- STUDY QUESTIONS
(1) Answer these questions using the item on Idaho's stay-home order.
(a) On what day and date did Governor Brad Little issue the order?
(b) What distance are residents encouraged to keep from others not in their household?
(c) For at least how many days will the order remain in effect?
(2) Reproduce word for word the stretch of the item on Idaho's stay-home order from "Employers that do" through "in their household.".

- SELECTED PASSAGE
# # #
BOISE - On Wednesday, March 25, Idaho Governor Brad Little issued a statewide stay-home order.
What It Means:
All residents of Idaho must self-isolate and stay and work from home as much as possible, unless they work in an field deemed essential by the order.
Residents can leave their homes to obtain or provide essential services. People at higher risk - those who are 65 years of age or older and/or who are health compromised - should avoid leaving their homes.
Employers that do not provide essential services as defined in the order must take all necessary steps for employees to work remotely from home.
All non-essential travel must cease and public transit should only be used to obtain or provide essential services.
Non-essential gatherings of any number of people outside a household should be limited.
Outdoor activity near the home is not prohibited but residents are encouraged to keep a distance of 6 feet from others not in their household.
People are also urged to practice goody hygiene by washing hands, cleaning high-touch surfaces, covering coughs and sneezes and not shaking hands.
The order is in effect as of Wednesday and will remain in effect for at least 21 days.
Full details of the order can be found HERE.
Which Businesses Are Essential?
# # #
- EXERCISE DATA
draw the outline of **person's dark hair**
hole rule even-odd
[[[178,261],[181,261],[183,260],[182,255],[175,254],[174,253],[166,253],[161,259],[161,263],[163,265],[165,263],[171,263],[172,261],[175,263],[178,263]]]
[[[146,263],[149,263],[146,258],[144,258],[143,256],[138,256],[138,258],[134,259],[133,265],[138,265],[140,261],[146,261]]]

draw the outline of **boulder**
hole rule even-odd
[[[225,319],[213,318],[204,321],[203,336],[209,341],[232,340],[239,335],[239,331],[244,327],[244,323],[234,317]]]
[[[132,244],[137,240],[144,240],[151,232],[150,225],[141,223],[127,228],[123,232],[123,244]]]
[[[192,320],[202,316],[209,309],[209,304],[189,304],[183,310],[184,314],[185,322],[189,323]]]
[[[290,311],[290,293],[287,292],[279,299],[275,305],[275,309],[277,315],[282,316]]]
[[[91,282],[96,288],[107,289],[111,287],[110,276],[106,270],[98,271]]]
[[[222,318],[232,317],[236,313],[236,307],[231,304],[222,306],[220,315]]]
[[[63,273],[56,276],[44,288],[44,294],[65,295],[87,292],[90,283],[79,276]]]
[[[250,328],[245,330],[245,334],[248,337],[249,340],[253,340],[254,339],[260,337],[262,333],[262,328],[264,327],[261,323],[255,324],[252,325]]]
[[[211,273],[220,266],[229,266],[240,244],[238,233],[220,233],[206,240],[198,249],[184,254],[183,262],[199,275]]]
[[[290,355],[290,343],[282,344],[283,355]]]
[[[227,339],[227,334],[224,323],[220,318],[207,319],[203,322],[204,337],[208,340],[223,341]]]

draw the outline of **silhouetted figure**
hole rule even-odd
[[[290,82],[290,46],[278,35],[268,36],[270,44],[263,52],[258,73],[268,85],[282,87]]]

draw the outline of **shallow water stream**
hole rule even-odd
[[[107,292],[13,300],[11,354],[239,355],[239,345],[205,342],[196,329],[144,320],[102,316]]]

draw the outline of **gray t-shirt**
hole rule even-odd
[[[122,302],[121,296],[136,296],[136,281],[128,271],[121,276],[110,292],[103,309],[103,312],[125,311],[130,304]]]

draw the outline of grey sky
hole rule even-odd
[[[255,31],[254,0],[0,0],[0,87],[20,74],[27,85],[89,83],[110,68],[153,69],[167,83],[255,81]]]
# # #
- PROBLEM SOLUTIONS
(1)
(a) Wednesday, March 25
(b) 6 feet
(c) 21 days

(2)
Employers that do not provide essential services as defined in the order must take all necessary steps for employees to work remotely from home.
All non-essential travel must cease and public transit should only be used to obtain or provide essential services.
Non-essential gatherings of any number of people outside a household should be limited.
Outdoor activity near the home is not prohibited but residents are encouraged to keep a distance of 6 feet from others not in their household.